Exercise task:
How many lines in the items contain the word "covered"? Give only the number.

Given records:

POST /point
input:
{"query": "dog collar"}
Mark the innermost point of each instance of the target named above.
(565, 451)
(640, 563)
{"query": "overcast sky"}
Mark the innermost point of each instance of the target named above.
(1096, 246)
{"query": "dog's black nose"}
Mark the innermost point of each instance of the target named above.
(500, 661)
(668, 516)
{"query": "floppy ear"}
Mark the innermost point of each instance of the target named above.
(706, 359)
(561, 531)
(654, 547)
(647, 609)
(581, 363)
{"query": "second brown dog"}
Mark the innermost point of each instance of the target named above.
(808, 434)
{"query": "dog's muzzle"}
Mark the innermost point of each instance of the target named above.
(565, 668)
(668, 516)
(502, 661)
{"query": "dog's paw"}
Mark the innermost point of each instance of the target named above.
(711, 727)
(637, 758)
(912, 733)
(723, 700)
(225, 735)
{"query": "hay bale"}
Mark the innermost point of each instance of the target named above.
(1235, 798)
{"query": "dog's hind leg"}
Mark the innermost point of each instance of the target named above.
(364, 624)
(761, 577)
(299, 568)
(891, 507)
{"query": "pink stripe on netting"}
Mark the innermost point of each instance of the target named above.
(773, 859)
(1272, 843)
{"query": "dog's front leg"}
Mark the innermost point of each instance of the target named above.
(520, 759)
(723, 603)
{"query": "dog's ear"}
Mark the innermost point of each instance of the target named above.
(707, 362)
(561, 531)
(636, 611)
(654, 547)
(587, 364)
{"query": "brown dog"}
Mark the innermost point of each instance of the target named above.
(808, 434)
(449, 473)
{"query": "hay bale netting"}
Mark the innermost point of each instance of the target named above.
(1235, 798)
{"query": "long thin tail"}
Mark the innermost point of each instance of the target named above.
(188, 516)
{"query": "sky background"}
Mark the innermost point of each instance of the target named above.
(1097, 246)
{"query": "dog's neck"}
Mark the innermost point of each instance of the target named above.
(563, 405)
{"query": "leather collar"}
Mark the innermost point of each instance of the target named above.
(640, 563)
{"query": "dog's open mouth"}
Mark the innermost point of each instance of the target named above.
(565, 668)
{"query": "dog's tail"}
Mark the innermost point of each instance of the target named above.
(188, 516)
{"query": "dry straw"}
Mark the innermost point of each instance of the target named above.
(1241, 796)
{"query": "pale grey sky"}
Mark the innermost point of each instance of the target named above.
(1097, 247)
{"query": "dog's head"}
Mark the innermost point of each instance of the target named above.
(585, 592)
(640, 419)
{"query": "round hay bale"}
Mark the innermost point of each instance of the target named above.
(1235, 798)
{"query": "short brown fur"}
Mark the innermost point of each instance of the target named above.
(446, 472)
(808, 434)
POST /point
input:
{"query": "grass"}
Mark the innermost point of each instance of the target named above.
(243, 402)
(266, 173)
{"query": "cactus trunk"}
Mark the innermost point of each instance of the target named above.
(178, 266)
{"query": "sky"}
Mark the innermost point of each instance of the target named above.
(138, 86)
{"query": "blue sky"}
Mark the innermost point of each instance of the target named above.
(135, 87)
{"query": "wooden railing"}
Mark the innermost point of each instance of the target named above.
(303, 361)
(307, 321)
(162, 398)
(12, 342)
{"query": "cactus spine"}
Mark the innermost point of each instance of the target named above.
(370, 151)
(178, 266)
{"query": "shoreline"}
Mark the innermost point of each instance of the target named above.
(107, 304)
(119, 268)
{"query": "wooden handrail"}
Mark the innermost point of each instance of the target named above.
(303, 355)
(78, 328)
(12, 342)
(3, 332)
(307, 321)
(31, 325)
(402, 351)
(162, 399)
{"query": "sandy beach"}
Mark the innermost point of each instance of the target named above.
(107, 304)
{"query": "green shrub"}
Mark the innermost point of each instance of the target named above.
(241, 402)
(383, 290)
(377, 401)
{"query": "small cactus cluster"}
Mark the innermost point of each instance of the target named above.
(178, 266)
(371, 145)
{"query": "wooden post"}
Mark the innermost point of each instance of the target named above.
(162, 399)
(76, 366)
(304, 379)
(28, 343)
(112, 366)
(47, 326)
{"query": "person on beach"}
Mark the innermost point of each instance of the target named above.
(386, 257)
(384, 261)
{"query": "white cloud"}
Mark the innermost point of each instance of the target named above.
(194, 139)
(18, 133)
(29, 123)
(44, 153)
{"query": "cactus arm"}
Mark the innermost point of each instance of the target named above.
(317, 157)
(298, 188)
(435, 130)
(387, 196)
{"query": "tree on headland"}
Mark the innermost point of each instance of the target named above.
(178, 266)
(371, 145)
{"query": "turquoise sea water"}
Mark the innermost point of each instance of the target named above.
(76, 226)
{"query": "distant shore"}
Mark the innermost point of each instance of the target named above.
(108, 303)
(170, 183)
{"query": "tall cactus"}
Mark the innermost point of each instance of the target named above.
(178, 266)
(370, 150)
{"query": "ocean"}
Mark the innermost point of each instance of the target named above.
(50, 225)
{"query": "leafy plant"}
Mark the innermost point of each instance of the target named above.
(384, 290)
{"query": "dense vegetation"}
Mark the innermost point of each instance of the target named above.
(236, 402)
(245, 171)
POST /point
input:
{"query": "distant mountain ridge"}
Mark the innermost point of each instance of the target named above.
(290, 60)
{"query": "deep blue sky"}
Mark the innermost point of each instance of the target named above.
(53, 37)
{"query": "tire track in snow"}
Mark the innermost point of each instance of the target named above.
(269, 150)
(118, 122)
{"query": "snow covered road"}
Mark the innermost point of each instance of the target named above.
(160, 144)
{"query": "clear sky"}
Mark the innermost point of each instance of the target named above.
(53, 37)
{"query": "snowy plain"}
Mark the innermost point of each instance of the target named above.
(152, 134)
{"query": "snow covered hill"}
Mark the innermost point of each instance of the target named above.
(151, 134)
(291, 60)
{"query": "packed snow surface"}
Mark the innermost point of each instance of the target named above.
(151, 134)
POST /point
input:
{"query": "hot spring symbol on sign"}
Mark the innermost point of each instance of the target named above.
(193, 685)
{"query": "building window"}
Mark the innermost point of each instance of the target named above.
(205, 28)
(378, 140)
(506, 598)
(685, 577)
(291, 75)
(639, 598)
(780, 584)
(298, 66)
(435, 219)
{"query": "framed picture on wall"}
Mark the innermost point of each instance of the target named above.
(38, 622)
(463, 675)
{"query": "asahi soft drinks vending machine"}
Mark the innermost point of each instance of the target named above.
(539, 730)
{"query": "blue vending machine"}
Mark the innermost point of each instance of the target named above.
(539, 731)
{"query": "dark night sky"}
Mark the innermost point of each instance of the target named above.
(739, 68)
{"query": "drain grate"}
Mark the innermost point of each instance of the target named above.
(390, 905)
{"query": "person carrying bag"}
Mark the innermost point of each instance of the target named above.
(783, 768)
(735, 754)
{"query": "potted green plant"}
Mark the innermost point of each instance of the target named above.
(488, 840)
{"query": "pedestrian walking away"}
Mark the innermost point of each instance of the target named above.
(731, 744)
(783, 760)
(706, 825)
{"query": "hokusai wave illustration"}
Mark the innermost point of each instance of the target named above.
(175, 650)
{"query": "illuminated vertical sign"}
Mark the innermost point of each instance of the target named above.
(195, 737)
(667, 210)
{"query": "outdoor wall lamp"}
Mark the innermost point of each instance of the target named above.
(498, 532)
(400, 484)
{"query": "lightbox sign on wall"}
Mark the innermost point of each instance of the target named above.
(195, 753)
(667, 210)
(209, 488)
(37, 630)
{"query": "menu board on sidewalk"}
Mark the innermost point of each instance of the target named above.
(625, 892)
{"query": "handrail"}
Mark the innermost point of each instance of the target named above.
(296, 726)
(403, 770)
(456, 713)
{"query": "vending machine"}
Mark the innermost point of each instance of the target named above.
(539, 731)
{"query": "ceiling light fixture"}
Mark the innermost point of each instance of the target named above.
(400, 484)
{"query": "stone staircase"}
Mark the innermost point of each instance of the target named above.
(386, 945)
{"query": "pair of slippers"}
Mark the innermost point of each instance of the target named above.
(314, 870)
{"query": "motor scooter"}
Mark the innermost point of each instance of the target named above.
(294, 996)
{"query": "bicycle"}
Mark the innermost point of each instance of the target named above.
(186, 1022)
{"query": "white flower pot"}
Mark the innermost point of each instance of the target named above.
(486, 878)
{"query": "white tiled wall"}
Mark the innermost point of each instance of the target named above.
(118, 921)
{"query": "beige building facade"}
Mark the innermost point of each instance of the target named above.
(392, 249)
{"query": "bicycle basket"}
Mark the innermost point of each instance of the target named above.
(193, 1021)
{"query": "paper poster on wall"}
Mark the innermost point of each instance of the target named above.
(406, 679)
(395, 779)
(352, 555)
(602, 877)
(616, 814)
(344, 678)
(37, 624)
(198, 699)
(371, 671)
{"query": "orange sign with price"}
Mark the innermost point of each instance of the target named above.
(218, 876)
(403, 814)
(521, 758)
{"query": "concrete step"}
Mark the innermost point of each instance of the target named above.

Complete answer:
2